● What the task requires: Render the data from the line containing "[trace] cloud -> outlines" to the line containing "M120 23L114 22L116", both lines included, as a JSON list of strings with one string per line and any blank lines left out.

● Extracted data:
— begin —
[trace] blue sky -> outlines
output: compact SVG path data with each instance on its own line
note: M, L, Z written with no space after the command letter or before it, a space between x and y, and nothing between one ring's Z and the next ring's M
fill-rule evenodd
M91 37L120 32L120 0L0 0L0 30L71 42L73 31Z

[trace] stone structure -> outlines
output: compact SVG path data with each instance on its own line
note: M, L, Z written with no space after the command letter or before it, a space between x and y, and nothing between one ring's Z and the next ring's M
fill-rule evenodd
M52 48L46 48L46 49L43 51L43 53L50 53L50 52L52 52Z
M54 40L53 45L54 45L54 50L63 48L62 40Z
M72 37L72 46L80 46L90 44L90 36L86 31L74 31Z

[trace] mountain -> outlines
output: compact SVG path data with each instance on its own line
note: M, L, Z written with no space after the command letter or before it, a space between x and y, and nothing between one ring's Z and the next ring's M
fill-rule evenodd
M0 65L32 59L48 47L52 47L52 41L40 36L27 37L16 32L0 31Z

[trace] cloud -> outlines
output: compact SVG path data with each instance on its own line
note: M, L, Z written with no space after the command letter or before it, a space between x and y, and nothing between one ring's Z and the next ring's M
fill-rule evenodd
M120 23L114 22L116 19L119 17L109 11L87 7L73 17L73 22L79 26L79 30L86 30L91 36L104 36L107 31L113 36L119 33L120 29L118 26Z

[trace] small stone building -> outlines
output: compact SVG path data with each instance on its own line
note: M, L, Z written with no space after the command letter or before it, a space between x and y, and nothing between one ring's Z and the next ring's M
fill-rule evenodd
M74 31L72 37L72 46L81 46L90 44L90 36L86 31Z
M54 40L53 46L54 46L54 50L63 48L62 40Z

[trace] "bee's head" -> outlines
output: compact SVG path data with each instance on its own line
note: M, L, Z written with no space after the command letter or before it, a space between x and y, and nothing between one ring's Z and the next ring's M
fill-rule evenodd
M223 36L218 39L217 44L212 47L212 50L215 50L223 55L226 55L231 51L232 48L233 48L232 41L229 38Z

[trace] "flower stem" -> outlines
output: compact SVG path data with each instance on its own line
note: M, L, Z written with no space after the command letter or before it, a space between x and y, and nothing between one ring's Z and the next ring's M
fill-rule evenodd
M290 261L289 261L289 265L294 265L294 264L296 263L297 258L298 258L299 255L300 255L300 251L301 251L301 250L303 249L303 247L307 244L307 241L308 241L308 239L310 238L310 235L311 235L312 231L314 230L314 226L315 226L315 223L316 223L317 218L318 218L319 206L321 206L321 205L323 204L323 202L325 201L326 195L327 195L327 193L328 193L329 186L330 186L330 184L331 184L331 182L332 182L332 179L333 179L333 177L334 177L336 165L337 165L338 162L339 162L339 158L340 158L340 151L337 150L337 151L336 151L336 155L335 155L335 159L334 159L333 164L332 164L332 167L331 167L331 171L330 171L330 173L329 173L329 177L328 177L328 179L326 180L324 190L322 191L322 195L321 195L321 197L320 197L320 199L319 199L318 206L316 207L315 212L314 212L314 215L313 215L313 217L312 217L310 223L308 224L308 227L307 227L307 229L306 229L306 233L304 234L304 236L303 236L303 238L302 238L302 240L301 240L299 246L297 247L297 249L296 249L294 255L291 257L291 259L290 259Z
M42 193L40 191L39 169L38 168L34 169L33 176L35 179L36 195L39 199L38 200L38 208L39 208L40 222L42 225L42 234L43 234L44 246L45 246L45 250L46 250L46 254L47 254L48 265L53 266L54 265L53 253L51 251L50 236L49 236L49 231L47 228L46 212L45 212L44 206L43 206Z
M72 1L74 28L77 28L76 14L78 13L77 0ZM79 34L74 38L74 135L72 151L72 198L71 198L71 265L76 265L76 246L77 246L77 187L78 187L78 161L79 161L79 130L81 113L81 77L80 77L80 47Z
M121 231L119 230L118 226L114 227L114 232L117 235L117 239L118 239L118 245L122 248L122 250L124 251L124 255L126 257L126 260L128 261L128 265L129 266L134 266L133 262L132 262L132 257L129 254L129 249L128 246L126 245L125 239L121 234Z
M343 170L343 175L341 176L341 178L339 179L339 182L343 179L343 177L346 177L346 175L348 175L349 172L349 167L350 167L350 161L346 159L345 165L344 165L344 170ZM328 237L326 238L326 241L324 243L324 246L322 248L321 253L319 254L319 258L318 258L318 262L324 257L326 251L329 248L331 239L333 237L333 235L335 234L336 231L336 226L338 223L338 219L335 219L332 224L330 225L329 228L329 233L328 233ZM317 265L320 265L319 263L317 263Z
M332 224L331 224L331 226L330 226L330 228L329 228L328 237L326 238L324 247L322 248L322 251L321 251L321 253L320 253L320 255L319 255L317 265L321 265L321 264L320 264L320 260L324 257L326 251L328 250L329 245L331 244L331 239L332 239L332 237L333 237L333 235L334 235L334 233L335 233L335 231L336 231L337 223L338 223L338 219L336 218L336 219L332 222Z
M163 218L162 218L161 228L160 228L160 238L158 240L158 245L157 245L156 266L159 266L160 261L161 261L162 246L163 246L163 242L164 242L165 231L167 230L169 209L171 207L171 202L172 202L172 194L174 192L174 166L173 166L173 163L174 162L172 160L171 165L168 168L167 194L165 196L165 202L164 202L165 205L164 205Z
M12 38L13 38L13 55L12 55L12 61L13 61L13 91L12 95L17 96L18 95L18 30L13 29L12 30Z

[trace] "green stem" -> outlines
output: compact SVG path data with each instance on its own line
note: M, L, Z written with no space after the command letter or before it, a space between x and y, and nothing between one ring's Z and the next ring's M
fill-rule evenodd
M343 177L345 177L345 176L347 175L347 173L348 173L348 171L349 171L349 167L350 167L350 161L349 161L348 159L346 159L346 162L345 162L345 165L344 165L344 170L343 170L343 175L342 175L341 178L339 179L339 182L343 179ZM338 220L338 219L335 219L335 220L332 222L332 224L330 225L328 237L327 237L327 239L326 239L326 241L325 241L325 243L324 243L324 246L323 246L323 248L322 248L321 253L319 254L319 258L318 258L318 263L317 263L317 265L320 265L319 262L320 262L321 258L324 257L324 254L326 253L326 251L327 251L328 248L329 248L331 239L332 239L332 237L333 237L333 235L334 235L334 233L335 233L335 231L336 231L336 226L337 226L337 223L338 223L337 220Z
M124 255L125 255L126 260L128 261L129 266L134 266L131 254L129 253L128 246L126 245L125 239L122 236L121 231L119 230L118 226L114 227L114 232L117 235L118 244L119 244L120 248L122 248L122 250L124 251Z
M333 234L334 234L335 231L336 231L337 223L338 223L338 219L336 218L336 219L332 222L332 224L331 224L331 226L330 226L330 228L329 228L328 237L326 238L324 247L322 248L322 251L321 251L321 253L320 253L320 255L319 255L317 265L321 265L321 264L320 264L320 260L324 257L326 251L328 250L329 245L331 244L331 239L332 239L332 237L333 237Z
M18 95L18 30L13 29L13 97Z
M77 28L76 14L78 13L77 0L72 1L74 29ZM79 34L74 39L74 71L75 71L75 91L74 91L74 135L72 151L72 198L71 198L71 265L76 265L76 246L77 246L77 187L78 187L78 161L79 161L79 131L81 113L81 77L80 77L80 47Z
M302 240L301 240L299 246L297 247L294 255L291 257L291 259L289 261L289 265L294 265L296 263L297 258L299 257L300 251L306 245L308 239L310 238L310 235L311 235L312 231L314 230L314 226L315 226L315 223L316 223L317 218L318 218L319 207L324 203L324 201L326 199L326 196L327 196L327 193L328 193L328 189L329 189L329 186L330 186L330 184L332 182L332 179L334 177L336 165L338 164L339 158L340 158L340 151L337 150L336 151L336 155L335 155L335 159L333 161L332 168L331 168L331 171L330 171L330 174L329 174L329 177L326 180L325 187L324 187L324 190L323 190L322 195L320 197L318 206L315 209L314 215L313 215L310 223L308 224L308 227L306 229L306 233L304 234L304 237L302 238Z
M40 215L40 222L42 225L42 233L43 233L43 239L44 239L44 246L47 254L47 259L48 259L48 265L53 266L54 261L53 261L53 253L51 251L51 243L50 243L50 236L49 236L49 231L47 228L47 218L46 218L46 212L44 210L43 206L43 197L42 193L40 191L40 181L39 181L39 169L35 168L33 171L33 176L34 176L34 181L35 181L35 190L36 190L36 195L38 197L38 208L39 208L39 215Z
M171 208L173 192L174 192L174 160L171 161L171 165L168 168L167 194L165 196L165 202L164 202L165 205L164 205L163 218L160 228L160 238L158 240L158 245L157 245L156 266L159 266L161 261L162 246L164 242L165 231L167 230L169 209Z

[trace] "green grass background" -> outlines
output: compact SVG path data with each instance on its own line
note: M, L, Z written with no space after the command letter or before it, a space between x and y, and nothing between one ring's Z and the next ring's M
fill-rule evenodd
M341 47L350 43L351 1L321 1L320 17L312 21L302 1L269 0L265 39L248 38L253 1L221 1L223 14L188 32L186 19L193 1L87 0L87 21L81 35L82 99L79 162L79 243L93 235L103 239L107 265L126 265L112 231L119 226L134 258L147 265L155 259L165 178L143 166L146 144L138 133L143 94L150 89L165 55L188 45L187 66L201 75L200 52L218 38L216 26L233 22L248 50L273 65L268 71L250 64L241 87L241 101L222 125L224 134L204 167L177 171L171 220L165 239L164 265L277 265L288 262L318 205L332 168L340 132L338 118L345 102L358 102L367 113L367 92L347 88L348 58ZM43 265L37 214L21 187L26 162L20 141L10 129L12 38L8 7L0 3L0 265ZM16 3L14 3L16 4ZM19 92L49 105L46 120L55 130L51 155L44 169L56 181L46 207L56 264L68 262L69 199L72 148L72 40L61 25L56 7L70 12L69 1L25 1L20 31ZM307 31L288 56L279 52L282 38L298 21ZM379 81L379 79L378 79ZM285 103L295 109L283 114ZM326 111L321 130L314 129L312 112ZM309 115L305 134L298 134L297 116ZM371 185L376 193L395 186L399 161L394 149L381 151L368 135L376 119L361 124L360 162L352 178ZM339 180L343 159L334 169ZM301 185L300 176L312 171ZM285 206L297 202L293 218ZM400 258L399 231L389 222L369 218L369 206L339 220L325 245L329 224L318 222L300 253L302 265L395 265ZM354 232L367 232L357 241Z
— end —
● Full output:
[
  "[trace] cloud -> outlines",
  "output: compact SVG path data with each instance on its own line",
  "note: M, L, Z written with no space after the command letter or before it, a space between x and y, and nothing between one ring's Z and the next ring's M",
  "fill-rule evenodd",
  "M120 23L114 22L116 19L119 17L109 11L87 7L73 17L73 22L79 26L79 30L86 30L91 36L104 36L107 31L113 36L119 33L120 29L118 26Z"
]